## [DATA FOR THE TASK]
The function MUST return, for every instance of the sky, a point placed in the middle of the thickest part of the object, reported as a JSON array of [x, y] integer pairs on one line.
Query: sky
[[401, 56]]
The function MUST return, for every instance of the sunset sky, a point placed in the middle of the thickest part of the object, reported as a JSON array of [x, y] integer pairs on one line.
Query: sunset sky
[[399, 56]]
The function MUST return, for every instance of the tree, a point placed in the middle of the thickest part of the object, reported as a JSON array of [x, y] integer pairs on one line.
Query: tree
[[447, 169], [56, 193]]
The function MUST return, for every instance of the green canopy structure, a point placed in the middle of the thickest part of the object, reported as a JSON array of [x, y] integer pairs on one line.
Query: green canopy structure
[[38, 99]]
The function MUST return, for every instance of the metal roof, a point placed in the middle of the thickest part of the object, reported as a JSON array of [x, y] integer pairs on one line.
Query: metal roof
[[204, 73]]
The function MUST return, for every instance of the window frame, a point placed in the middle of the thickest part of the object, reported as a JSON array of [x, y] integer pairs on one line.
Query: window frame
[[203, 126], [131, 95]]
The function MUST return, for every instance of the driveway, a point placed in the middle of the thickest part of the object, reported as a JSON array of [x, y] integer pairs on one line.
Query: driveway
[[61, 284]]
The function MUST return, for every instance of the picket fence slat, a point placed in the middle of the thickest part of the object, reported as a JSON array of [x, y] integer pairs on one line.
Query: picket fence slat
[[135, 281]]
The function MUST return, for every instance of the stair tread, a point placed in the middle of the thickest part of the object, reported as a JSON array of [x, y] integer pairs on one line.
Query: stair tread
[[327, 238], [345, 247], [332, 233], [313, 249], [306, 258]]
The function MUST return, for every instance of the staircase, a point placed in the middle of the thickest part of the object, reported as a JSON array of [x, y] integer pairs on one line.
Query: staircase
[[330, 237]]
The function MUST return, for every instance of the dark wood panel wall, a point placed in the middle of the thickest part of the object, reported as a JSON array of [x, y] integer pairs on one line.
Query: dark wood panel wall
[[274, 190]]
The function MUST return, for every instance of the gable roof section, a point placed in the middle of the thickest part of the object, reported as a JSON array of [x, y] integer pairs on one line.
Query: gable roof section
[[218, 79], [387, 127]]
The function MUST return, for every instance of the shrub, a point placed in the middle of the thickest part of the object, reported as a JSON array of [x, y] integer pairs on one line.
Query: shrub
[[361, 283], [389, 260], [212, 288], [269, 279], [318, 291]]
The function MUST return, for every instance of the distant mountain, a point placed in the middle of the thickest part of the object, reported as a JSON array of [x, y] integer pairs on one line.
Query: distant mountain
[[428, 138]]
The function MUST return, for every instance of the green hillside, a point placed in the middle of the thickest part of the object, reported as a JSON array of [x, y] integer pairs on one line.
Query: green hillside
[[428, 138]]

## [PROBLEM TO WORK ON]
What's required is that all of the material be returned exactly.

## [SOLUTION TO THE PROBLEM]
The function MUST return, for every instance of the sky, a point placed in the middle of the thickest part of the object, reported as a JSON array of [x, y] integer pairs on one line.
Query: sky
[[401, 56]]
The function MUST return, for every instance of the sunset sky, a point placed in the middle of the thickest part of the object, reported as a JSON array of [x, y] integer pairs on one line.
Query: sunset sky
[[399, 56]]
The function MUST return, for every instance of the tree, a point placed in the middle of the thickest part of the object, reported as a JSON array of [x, y] integer pairs on one line.
Query: tree
[[447, 169], [56, 193]]
The function MUST return, for every instance of the green canopy structure, a point placed in the middle of the thickest part of the object, reported as a JSON array of [x, y] integer pairs on one line.
Query: green canopy structure
[[38, 99]]
The function MUST return, for every instance of the metal roof, a point placed in the middle of the thickest part of the object, reported as a JSON array of [x, y] integer pairs on one line.
Query: metal roof
[[204, 73]]
The function MUST return, for every instance of the window frame, a point placed in the middle of the thickest part of the object, reported as a JSON array of [x, y] integer pairs on one line.
Query: window frame
[[203, 126], [131, 95]]
The function MUST return, for every instance of the driveway, a point placed in the middle of the thickest part of the object, reported as a JSON array of [x, y] integer pairs on one line.
Query: driveway
[[61, 284]]
The function MUST return, for every instance of the picket fence slat, a point placed in the middle of the thickest part of the object, reported as a JSON array of [x, y] integer pairs on one line.
Query: picket fence slat
[[135, 281]]
The function MUST return, for every instance of the stair tread, a point placed in the middle of the thickest part of the object, reported as a JSON array of [x, y] integer pairs on one line.
Query: stair tread
[[327, 238], [345, 247], [332, 233], [313, 249], [306, 258]]
The function MUST return, for every instance of the staircase, a point placed in the middle of the thickest part of the object, reported as a JSON array of [x, y] integer pairs on one line.
Query: staircase
[[330, 237]]
The function MUST return, for every instance of the dark wood panel wall, a point placed in the middle of the thickest part of the object, reported as a JSON array of [x, y] integer pairs on one line.
Query: dark wood panel wall
[[274, 190]]
The function MUST return, for every instance of the gable roof section, a point placed in the middle of the thickest part of the object, reported as a JSON array of [x, y] integer pairs on one line.
Query: gable roof section
[[218, 79], [387, 127]]
The function MUST return, for every instance of the shrub, a point placed in the middle of the thickest part of the object, reported as a JSON array of [x, y] integer pairs on one line.
Query: shrub
[[361, 283], [389, 260], [212, 288], [269, 279], [318, 291]]
The function MUST return, for every instance of the distant mountain, a point placed in the middle of the thickest part of the object, reported as a JSON array of [x, y] integer pairs on one line.
Query: distant mountain
[[428, 138]]
The function MUST return, for every instance of the green hillside, a point placed in the middle of the thickest part of the object, reported as a JSON array of [x, y] integer pairs on one line.
Query: green hillside
[[428, 138]]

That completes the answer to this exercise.